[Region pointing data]
+===+

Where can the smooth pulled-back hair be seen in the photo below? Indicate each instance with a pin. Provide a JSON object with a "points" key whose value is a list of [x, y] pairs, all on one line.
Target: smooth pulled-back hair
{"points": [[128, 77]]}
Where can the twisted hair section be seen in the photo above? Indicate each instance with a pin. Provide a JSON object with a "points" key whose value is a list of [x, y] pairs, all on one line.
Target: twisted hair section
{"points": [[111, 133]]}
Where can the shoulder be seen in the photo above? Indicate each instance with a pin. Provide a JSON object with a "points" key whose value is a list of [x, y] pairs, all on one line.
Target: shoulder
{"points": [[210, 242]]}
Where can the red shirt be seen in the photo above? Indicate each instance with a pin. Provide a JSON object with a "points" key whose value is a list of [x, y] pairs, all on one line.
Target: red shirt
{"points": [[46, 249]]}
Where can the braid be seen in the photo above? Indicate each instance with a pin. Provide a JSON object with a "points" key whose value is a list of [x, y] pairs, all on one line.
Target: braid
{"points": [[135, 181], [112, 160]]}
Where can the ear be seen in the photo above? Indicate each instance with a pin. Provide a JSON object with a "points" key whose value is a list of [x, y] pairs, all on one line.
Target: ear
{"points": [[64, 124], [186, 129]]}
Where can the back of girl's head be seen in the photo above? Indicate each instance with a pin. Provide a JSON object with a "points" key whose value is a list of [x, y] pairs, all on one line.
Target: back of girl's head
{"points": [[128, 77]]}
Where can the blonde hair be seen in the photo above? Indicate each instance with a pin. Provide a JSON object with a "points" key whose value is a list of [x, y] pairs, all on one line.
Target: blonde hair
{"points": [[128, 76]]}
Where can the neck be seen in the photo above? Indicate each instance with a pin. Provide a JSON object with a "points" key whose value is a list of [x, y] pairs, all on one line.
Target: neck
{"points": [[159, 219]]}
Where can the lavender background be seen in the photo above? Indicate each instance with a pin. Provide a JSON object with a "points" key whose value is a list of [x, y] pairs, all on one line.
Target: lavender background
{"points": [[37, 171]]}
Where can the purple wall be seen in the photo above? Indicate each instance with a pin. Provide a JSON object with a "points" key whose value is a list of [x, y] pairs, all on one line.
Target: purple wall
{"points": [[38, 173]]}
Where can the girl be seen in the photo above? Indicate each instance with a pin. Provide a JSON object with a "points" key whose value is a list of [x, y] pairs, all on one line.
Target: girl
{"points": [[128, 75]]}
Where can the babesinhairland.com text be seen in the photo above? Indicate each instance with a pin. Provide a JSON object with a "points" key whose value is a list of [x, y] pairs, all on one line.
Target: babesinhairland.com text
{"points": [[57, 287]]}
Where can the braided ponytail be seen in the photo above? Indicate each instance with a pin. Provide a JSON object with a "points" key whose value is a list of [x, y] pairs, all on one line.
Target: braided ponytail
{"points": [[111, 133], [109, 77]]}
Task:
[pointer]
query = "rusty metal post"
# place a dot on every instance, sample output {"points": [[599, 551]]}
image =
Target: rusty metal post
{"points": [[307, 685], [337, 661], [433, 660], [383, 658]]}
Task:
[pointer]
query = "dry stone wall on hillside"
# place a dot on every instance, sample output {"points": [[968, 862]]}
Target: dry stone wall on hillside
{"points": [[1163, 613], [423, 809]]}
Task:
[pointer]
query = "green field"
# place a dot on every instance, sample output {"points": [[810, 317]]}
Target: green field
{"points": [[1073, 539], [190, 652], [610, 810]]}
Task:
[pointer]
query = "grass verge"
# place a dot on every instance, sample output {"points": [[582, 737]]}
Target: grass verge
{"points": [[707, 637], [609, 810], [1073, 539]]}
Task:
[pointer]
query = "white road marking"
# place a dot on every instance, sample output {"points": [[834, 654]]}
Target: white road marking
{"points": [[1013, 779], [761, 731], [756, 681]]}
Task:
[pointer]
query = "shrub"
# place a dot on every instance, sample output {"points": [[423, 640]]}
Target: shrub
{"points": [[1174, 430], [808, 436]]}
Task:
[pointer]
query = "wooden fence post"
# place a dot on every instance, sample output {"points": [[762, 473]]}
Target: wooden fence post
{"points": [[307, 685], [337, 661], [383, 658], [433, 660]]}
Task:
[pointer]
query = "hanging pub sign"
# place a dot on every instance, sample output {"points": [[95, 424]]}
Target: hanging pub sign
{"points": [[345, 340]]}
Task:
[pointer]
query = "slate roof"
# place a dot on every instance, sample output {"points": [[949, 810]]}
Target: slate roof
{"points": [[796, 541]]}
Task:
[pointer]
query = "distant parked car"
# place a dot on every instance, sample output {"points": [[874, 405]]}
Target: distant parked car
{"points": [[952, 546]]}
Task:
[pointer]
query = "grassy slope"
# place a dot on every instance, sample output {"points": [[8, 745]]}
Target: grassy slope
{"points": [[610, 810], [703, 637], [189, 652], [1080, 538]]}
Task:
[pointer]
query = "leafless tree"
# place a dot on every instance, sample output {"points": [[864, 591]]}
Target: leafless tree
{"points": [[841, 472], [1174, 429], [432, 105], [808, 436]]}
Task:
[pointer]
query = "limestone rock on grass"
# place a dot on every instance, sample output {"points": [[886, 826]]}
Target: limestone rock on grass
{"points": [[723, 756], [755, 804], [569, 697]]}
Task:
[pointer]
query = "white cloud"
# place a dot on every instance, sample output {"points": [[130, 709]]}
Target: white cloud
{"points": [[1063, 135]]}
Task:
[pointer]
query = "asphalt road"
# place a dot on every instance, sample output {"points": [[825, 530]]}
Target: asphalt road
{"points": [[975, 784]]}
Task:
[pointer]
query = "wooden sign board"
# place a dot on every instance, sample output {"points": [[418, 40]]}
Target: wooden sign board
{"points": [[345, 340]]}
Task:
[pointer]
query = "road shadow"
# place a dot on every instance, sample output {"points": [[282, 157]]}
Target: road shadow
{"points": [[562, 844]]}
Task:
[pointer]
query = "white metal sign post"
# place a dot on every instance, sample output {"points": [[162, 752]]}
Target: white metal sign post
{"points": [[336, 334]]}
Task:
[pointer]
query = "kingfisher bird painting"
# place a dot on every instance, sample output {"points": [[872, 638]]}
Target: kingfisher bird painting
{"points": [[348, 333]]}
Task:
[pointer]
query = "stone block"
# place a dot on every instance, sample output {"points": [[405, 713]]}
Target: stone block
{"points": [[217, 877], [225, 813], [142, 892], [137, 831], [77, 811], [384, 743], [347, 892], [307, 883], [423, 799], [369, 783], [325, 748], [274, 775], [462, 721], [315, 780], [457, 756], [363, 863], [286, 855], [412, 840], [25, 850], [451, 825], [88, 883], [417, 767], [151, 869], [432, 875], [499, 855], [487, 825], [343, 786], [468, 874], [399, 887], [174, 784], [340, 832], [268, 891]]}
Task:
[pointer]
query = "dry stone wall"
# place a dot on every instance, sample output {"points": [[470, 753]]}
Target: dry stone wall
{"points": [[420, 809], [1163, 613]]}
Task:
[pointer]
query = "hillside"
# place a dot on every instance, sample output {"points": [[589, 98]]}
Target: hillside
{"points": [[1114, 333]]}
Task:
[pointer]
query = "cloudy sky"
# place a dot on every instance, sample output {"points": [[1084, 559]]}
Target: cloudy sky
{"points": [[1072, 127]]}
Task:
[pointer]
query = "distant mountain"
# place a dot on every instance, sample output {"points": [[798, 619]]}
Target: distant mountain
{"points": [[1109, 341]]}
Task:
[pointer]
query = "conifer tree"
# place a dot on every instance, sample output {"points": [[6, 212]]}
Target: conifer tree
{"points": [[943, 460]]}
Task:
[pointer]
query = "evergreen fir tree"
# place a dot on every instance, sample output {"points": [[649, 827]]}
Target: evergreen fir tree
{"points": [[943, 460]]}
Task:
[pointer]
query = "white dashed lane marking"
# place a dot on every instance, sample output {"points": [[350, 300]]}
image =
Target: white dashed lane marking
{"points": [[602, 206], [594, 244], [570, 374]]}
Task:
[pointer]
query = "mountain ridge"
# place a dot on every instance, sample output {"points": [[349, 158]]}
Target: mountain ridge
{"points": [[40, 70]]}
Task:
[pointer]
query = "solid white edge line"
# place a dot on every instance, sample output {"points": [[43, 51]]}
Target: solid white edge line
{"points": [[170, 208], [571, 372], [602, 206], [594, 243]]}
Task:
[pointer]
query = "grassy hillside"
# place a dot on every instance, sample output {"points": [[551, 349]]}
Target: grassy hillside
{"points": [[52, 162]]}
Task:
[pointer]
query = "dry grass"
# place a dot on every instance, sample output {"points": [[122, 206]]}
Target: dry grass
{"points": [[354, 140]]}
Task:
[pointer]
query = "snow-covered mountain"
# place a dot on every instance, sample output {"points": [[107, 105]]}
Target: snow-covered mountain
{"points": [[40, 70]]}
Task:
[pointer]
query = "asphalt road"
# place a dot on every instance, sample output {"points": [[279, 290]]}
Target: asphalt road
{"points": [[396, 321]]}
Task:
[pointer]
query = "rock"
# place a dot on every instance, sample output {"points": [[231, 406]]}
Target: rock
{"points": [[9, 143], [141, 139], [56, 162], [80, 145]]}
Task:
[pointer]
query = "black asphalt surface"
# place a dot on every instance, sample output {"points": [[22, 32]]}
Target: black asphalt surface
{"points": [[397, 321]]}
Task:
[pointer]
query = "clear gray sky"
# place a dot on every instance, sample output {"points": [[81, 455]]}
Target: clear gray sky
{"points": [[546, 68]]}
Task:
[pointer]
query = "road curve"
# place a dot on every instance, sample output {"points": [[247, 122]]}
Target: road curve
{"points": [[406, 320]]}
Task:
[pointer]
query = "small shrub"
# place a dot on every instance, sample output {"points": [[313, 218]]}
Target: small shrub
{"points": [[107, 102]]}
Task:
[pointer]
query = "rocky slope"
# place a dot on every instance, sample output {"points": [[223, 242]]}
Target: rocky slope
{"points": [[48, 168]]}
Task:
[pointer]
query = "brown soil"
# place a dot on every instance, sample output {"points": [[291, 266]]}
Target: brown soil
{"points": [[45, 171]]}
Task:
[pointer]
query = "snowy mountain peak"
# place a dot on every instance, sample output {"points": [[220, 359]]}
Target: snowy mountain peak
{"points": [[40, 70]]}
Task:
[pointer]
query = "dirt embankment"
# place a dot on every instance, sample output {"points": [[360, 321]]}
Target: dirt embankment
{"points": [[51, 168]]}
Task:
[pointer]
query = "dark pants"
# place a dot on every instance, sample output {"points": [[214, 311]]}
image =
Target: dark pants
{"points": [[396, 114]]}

+===+

> [PROBLEM TO WORK ON] From the first line of the entries above to the line with "Where can the blonde", please return every line exactly, keeping both ends.

> [REPLY TO THE TASK]
Where can the smooth pulled-back hair be seen in the photo below? Indicate each instance with a pin. Provide a JSON object with a "points" key whose value is a list of [x, y] pairs, all on one line.
Target: smooth pulled-back hair
{"points": [[128, 77]]}
Where can the twisted hair section be seen in the photo above? Indicate each instance with a pin. Provide a JSON object with a "points" key whose value is a list of [x, y] pairs, all on one line.
Target: twisted hair section
{"points": [[111, 133]]}
Where can the shoulder be seen in the photo above? Indicate each instance with a pin. Provide a JSON object with a "points" key whose value is a list of [x, y] pairs, all on one line.
Target: shoulder
{"points": [[210, 242]]}
Where can the red shirt be seen in the photo above? Indicate each instance with a pin. Provide a JSON object with a "points" key whose value is a list of [x, y] pairs, all on one line.
Target: red shirt
{"points": [[46, 249]]}
Where can the braid be seen in the photo above? Indicate each instance with a pin. Provide a JSON object with a "points" key whose value is a list of [x, y] pairs, all on one line.
Target: braid
{"points": [[135, 181], [112, 160]]}
Where can the ear be seen in the photo above? Indicate each instance with a pin. Provide a JSON object with a "points" key whose value is a list of [x, y] pairs, all on one line.
Target: ear
{"points": [[64, 124], [186, 129]]}
Where can the back of girl's head be seen in the photo above? Indicate each instance with a pin. Provide a JSON object with a "points" key whose value is a list of [x, y] pairs, all on one line.
Target: back of girl's head
{"points": [[128, 77]]}
Where can the blonde hair be seen in the photo above? Indicate each instance with a pin. Provide a JSON object with a "points" key whose value is a list of [x, y] pairs, all on one line.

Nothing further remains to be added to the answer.